- **INFORMATION SHOWN**
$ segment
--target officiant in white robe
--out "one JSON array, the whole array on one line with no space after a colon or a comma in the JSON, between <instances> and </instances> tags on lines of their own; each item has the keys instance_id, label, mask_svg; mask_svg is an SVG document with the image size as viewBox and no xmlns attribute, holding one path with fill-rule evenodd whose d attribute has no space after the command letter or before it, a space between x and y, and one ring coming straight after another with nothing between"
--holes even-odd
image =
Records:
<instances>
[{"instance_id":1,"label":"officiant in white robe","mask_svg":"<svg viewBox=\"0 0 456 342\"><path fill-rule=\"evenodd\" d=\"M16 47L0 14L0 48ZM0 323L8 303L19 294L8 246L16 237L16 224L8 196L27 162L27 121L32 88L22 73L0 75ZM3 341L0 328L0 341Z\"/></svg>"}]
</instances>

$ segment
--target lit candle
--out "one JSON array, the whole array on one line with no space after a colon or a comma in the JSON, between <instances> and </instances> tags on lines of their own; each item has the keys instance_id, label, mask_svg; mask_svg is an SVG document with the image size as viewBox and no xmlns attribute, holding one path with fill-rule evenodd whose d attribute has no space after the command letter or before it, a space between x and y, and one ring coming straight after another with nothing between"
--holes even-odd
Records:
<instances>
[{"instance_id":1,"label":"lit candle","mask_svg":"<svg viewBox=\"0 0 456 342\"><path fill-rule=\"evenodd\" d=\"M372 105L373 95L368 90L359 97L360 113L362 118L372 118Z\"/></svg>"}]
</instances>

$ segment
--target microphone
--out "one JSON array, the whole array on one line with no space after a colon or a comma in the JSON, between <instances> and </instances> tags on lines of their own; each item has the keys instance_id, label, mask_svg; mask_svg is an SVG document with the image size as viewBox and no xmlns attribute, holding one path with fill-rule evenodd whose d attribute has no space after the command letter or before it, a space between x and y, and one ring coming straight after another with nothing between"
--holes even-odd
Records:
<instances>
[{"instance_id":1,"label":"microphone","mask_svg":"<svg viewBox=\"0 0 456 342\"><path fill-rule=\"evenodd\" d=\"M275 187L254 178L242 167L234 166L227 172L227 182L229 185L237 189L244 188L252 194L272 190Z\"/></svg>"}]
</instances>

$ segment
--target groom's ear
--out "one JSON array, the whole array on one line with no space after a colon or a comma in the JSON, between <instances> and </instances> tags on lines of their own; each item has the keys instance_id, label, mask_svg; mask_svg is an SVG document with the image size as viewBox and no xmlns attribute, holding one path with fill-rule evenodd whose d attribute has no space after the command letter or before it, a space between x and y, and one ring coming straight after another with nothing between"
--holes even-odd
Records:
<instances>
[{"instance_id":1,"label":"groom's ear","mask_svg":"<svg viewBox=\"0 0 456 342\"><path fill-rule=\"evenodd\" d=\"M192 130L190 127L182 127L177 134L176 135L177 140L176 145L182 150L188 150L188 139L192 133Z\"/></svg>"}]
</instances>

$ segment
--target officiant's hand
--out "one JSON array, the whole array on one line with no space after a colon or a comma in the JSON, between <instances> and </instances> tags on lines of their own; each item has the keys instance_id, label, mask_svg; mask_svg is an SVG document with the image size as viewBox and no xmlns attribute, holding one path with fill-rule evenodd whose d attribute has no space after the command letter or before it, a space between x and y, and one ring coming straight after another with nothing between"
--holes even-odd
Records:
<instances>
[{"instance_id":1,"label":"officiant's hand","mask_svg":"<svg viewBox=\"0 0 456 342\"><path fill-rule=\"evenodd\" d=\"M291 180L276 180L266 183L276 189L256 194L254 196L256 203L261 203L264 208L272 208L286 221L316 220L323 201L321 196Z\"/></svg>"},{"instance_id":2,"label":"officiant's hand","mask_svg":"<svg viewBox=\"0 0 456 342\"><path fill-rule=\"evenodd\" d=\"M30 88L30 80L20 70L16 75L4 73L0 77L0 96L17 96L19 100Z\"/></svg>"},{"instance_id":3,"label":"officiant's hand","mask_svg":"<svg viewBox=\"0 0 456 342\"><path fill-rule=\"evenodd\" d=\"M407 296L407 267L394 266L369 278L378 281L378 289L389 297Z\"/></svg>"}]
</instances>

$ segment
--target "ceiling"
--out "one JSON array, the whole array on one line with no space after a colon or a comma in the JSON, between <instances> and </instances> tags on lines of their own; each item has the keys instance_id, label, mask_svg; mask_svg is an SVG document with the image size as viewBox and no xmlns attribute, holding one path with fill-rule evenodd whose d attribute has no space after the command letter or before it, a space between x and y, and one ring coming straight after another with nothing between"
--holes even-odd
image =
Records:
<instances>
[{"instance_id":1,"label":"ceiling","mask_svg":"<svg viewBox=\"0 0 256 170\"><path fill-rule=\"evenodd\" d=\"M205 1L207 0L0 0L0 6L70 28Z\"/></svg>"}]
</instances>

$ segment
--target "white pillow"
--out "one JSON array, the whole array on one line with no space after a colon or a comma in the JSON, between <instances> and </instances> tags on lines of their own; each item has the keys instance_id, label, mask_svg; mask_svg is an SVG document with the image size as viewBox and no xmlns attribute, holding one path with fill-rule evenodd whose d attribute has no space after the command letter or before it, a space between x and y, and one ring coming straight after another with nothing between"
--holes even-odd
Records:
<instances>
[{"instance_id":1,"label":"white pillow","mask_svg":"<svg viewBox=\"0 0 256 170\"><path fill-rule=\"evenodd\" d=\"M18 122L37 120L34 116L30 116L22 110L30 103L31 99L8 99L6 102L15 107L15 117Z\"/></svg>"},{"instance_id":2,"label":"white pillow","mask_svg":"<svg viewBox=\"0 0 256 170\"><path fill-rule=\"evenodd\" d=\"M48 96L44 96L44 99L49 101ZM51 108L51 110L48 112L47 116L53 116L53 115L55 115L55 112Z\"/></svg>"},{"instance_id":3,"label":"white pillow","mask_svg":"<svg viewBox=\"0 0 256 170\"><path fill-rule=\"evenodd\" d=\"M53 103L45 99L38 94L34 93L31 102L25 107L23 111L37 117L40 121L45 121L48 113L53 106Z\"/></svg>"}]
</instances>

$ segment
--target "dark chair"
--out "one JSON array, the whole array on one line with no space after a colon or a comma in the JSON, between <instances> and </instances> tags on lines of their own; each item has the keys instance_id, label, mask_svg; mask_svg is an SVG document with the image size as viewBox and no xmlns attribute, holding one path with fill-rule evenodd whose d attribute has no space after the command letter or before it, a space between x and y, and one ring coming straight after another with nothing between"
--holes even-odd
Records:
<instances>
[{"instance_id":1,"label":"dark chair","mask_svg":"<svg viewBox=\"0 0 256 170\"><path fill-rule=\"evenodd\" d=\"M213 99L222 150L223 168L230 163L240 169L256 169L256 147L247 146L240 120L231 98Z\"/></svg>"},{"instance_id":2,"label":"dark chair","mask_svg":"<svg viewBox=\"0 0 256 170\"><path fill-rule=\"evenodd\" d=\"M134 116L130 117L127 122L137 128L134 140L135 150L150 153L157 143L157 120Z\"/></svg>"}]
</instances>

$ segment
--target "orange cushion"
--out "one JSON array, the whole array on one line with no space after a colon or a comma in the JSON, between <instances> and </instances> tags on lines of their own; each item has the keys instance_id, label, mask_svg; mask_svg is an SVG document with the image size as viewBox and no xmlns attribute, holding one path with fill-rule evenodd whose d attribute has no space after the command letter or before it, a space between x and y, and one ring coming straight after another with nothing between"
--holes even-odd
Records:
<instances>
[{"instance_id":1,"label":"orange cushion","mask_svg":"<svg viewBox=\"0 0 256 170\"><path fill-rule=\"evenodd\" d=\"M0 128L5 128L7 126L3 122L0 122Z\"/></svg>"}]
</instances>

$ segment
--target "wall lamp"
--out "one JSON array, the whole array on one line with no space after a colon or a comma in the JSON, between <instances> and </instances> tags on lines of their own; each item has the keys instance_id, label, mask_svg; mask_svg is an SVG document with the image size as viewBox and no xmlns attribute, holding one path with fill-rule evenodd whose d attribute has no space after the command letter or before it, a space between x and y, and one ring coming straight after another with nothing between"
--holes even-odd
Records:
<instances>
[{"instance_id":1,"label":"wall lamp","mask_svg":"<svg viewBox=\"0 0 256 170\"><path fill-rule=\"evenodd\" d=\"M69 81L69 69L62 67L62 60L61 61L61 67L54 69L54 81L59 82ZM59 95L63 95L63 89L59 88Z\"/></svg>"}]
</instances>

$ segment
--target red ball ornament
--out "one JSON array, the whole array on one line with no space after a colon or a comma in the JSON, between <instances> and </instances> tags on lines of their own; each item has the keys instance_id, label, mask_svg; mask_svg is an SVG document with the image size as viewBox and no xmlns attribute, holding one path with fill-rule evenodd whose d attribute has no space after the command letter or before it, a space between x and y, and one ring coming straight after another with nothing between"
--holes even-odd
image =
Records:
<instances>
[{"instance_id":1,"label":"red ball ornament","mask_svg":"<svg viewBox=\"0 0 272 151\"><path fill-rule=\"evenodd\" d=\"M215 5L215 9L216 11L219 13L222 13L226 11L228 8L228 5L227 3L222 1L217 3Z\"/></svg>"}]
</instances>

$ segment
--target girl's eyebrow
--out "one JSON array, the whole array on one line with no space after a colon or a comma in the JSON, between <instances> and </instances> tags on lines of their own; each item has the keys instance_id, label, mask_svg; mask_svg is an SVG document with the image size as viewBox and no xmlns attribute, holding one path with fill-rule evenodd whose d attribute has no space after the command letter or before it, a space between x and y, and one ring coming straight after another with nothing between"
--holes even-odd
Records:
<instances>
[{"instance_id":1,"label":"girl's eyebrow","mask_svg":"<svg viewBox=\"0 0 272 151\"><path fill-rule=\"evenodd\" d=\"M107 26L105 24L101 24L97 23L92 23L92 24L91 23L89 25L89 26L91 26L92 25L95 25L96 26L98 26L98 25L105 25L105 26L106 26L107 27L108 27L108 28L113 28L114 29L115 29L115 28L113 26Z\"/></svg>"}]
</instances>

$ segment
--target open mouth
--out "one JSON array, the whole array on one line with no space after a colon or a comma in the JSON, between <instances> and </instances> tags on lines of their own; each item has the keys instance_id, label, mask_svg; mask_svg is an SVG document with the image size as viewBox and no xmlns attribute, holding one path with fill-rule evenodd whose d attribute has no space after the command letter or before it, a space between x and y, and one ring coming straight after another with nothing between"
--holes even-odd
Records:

- **DO THIS**
Pull out every line of the rows above that contains the string "officiant", matching its case exactly.

- **TASK RESULT**
--target officiant in white robe
[{"instance_id":1,"label":"officiant in white robe","mask_svg":"<svg viewBox=\"0 0 456 342\"><path fill-rule=\"evenodd\" d=\"M16 47L0 14L0 48ZM0 323L8 303L19 294L8 246L16 237L16 224L8 196L27 162L27 121L32 88L22 73L0 75ZM3 341L0 328L0 341Z\"/></svg>"}]
--target officiant's hand
[{"instance_id":1,"label":"officiant's hand","mask_svg":"<svg viewBox=\"0 0 456 342\"><path fill-rule=\"evenodd\" d=\"M291 180L276 180L266 183L276 189L256 194L254 196L256 203L261 203L264 208L272 208L286 221L316 220L323 201L321 196Z\"/></svg>"},{"instance_id":2,"label":"officiant's hand","mask_svg":"<svg viewBox=\"0 0 456 342\"><path fill-rule=\"evenodd\" d=\"M30 88L30 80L20 70L16 75L4 73L0 77L0 96L17 96L19 100Z\"/></svg>"},{"instance_id":3,"label":"officiant's hand","mask_svg":"<svg viewBox=\"0 0 456 342\"><path fill-rule=\"evenodd\" d=\"M407 296L407 267L394 266L369 278L378 281L378 289L389 297Z\"/></svg>"}]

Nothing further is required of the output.